▶ **Exercise requirements**: Swap each "Query" in the listing below for "Target" and write the listing out again, leaving everything else unchanged.

▶ **Records provided**:

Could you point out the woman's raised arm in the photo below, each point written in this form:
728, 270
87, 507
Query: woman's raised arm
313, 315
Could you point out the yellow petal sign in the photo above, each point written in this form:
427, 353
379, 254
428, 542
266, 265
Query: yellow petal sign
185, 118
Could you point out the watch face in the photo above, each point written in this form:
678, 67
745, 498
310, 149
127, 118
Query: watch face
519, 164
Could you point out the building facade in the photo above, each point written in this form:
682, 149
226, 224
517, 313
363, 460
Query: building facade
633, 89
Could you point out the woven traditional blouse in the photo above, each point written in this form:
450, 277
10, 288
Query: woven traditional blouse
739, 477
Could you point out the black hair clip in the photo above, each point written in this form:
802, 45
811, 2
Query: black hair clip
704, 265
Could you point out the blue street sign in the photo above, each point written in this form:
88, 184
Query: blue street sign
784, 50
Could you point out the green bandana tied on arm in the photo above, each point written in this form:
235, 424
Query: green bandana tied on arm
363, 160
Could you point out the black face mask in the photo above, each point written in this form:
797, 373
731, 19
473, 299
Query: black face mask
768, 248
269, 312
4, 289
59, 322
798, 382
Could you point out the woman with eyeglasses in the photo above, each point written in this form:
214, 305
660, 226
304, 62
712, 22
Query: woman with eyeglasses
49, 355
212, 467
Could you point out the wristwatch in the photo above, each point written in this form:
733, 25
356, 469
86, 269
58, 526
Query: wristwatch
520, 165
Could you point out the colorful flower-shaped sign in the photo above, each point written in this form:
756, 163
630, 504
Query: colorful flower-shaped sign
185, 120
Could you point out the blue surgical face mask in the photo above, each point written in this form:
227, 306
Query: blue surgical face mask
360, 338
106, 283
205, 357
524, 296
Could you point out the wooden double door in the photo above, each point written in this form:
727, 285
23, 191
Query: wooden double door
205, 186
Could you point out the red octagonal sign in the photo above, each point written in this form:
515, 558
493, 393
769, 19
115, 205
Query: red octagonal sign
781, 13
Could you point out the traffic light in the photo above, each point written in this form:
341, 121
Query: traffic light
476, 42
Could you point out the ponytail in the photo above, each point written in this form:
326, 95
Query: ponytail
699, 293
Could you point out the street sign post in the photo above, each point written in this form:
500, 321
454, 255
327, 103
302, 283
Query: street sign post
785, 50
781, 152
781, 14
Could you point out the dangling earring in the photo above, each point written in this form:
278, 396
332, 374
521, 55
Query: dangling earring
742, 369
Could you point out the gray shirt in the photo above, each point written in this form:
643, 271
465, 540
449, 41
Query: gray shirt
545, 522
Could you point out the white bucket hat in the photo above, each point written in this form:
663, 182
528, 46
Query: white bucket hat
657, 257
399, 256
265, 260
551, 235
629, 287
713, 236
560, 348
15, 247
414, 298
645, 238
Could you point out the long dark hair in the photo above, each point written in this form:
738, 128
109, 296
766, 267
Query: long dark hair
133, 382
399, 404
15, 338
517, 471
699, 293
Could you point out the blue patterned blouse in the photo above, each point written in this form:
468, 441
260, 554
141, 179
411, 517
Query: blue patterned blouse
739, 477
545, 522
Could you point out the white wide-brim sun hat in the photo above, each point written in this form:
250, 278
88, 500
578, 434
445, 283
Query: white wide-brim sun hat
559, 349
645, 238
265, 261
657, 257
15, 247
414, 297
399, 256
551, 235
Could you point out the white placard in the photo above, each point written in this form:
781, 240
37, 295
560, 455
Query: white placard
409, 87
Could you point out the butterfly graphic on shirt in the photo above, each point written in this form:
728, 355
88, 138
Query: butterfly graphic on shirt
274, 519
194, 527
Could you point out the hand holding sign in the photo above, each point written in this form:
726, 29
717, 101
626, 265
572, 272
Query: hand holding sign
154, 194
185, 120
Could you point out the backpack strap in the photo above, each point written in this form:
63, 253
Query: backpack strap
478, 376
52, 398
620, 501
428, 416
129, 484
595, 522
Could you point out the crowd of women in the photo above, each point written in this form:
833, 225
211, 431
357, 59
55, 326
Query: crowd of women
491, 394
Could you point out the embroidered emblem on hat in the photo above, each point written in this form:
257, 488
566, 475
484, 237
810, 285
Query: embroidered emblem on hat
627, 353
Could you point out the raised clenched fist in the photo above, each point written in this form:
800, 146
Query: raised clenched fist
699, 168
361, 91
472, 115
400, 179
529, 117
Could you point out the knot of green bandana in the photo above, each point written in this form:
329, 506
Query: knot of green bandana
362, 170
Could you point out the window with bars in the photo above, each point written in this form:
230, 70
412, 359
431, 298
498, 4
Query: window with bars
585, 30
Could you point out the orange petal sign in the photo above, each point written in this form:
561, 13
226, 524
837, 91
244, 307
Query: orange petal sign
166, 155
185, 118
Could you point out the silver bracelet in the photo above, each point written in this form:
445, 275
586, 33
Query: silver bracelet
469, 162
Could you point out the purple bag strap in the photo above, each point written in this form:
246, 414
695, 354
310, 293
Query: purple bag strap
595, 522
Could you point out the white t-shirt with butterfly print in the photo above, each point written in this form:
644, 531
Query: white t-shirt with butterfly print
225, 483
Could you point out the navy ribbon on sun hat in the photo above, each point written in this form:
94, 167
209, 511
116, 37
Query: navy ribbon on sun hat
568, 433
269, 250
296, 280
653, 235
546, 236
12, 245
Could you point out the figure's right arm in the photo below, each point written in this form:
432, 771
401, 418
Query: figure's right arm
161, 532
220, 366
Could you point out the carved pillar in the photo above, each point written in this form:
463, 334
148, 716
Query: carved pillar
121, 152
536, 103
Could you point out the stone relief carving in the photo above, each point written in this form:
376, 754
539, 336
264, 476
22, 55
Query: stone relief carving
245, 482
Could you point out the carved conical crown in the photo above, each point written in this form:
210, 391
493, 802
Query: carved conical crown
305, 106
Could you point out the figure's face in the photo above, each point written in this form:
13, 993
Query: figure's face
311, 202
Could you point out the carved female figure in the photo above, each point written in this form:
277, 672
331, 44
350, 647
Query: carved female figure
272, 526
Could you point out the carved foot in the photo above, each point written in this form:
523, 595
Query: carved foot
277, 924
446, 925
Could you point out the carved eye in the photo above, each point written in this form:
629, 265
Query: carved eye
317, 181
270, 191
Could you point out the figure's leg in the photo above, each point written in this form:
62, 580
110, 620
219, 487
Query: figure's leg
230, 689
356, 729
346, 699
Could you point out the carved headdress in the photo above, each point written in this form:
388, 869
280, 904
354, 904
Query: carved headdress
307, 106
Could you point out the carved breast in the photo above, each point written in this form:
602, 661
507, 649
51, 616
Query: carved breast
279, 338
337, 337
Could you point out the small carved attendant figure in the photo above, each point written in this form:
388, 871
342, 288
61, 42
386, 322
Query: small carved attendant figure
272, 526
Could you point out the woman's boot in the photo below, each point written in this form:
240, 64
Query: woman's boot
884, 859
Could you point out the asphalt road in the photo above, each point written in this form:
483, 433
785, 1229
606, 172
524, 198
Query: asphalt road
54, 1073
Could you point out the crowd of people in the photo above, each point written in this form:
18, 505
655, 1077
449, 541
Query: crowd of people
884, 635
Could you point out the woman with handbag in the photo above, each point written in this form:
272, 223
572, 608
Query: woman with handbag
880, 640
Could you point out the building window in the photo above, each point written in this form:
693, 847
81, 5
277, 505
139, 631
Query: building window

▶ **Answer in full**:
Could you point out the woman's raised arm in the photo below, each point written in this form:
728, 270
87, 507
Target: woman's raised arm
313, 315
Could you point out the yellow petal sign in the photo above, each point written in this form:
427, 353
379, 254
428, 542
266, 265
Target: yellow petal sign
185, 118
Could you point out the watch face in the photo above, each point written in this form:
678, 67
745, 498
310, 149
127, 118
Target: watch face
519, 164
Could you point out the building facade in the photo above, each point written in this form:
682, 149
226, 224
517, 313
363, 460
Target: building facade
633, 89
Could you point out the woven traditional blouse in the photo above, each point written in this form:
450, 277
10, 288
Target: woven traditional blouse
739, 477
Could you point out the black hair clip in the photo above, each point written in this form:
802, 45
811, 2
Target: black hair clip
704, 265
Could you point out the blue street sign in the photo above, each point written in this form:
88, 184
Target: blue street sign
784, 50
Could you point out the green bandana tied on arm in the photo above, each point written in this form:
235, 424
Target: green bandana tied on arm
363, 160
Could you point out the black face mask in the photo above, each point written in this form:
797, 373
731, 19
473, 299
Target: black face mask
768, 248
269, 312
4, 289
59, 322
798, 382
Could you point out the woman with eyeglasses in the photo above, each point written in this form:
214, 305
660, 226
304, 62
712, 22
Target: woman with eyeglasses
49, 355
212, 467
Could you point out the wristwatch in the photo above, each point written in this form:
733, 25
356, 469
86, 269
58, 526
Target: wristwatch
520, 165
Could you point out the colorful flower-shaped sign in the photo above, each point written in this form:
756, 163
630, 504
Target: colorful flower-shaped sign
185, 120
Could you point out the blue surgical face mask in the photo above, each point written in this form:
227, 306
Target: blue surgical face mask
360, 338
106, 283
205, 357
524, 296
Could you point out the wooden double door in the photo above, each point written in this form:
727, 285
23, 191
Target: wooden double door
205, 186
Could you point out the red octagonal sign in the photo above, each point written in this form:
515, 558
493, 393
769, 19
115, 205
Target: red octagonal sign
781, 13
Could you point out the traffic light in the photo above, each point written in this form:
341, 121
Target: traffic light
476, 42
Could you point out the ponytail in the photo above, each point written in this form:
326, 95
Target: ponytail
699, 293
Could you point out the street sign post in the photo above, each point written in this form:
500, 321
454, 255
327, 103
302, 283
Target: street sign post
785, 50
781, 152
781, 14
Could you point out the dangling earring in the photo above, each point written in this form:
278, 396
332, 374
521, 55
Target: dangling earring
742, 369
Could you point out the gray shirt in the photo above, each point written in this form:
643, 271
465, 540
449, 41
Target: gray shirt
545, 522
Could you point out the white bucket hat in the photo above, each point written in this form:
663, 182
528, 46
Target: white bucket hat
657, 257
399, 256
265, 260
551, 235
629, 287
713, 236
560, 348
15, 247
414, 298
645, 238
Could you point out the long dark hair in the photo above, each point written in this form:
738, 128
109, 296
766, 267
Target: long dark hair
133, 382
399, 404
15, 338
517, 471
699, 293
Could you point out the blue patterned blouse in the photo above, each point written in this form:
468, 441
260, 554
141, 179
411, 517
Target: blue patterned blouse
739, 477
545, 522
Could you point out the white wide-brim sun hat in the photo above, each point written in this form:
250, 278
88, 500
578, 434
445, 283
Target: white wide-brim sun hat
559, 349
645, 238
265, 261
657, 257
15, 247
414, 297
399, 256
551, 235
Could you point out the white placard in the photo above, each point written in this form:
781, 240
37, 295
560, 455
Target: white placard
409, 87
Could you point out the butterfly graphic on shirt in the photo above, each point written in this form:
728, 355
88, 138
Target: butterfly graphic on shirt
274, 519
194, 527
Could you point out the hand holding sign in the photo above, each point written in this form:
726, 29
717, 101
626, 265
572, 272
Target: hand holding sign
154, 194
185, 120
Could you point out the backpack strap in the photo above, each point written in this form:
63, 253
Target: backpack strap
478, 376
52, 398
620, 501
428, 416
129, 484
595, 522
Could you point out the crowd of women in the photo above, each point written in this form:
833, 225
211, 431
357, 59
55, 326
Target: crowd of women
491, 394
Could you point out the embroidered emblem on hat in the photo above, each point written in this form:
257, 488
566, 475
484, 237
810, 285
Target: embroidered emblem on hat
627, 353
Could you point out the raised clenched fist in the photo above, each point written in this form:
800, 146
Target: raised clenched fist
699, 168
361, 91
472, 115
400, 179
529, 117
Could you point out the knot of green bandana in the photo above, each point written in this form:
329, 506
Target: knot of green bandana
362, 170
Could you point out the window with bars in the photo above, each point written in this form:
230, 70
412, 359
431, 298
498, 4
Target: window with bars
585, 30
Could you point out the orange petal sign in the photo above, each point written in this form:
561, 13
226, 524
837, 91
244, 307
Target: orange petal sign
166, 155
185, 118
Could you point out the silver bracelet in the photo above, each point written in this form:
445, 275
586, 33
Target: silver bracelet
469, 162
Could you point out the purple bag strap in the photo above, each point written in this form:
246, 414
695, 354
310, 293
Target: purple bag strap
595, 522
Could you point out the white t-shirt with butterfly print in the photo above, each point written in this form:
644, 531
Target: white t-shirt with butterfly print
225, 483
Could you point out the navy ribbon on sun hat in the photo above, each point written in this form:
94, 167
209, 511
116, 37
Target: navy ribbon on sun hat
568, 433
269, 250
296, 280
653, 235
546, 236
12, 245
Could you point out the figure's right arm in the photo below, each point written in this form:
432, 771
401, 418
Target: figure's right arm
161, 532
220, 366
Could you point out the carved pillar in the photo above, each point written in this form:
463, 334
148, 716
Target: carved pillar
121, 152
536, 103
Could you point out the stone relief carving in the photo above, each point written in this form:
376, 754
539, 336
264, 476
22, 55
Target: stone relief carving
245, 482
Could you point out the carved conical crown in the photo above, each point written in this form:
210, 391
493, 802
Target: carved conical crown
305, 106
Could you point out the figure's face in the photo above, each point written in this form:
13, 993
Target: figure's face
311, 202
Could you point out the carved female figure in the photo above, each point written in this form:
277, 672
331, 44
350, 647
Target: carved female figure
272, 526
Could you point out the carved foot in the photo above, each point written in this form:
523, 595
Target: carved foot
277, 924
446, 925
Could you point out the carved eye in the photo above, each point written in this form:
629, 265
Target: carved eye
317, 181
270, 191
Could you point out the figure's leg in the photo above, each point written in this form:
62, 580
110, 620
219, 487
Target: figure's leg
230, 689
356, 729
346, 699
Could you point out the carved headdress in the photo above, each point written in this form:
388, 869
280, 904
354, 904
Target: carved headdress
307, 106
Could you point out the carved breast in the photo above, each point written in this form:
602, 661
507, 649
51, 616
Target: carved breast
279, 338
337, 337
Could you point out the small carved attendant figure in the photo above, each point written in this form:
388, 871
342, 288
61, 42
386, 322
Target: small carved attendant figure
272, 526
Could you point out the woman's boot in the photo below, each point written in this form:
240, 64
Target: woman's boot
884, 859
Could you point out the asphalt road in the photo above, each point written in this form:
483, 433
785, 1229
606, 172
524, 198
Target: asphalt road
54, 1073
Could you point out the crowd of people in the photo above, each point written in this form:
18, 505
655, 1077
449, 541
Target: crowd of people
884, 635
Could you point out the woman with handbag in the photo above, each point written in this form:
272, 223
572, 608
Target: woman with handbag
880, 640
Could you point out the building window in the photo above, each point written in this form:
693, 847
81, 5
277, 505
139, 631
Target: building window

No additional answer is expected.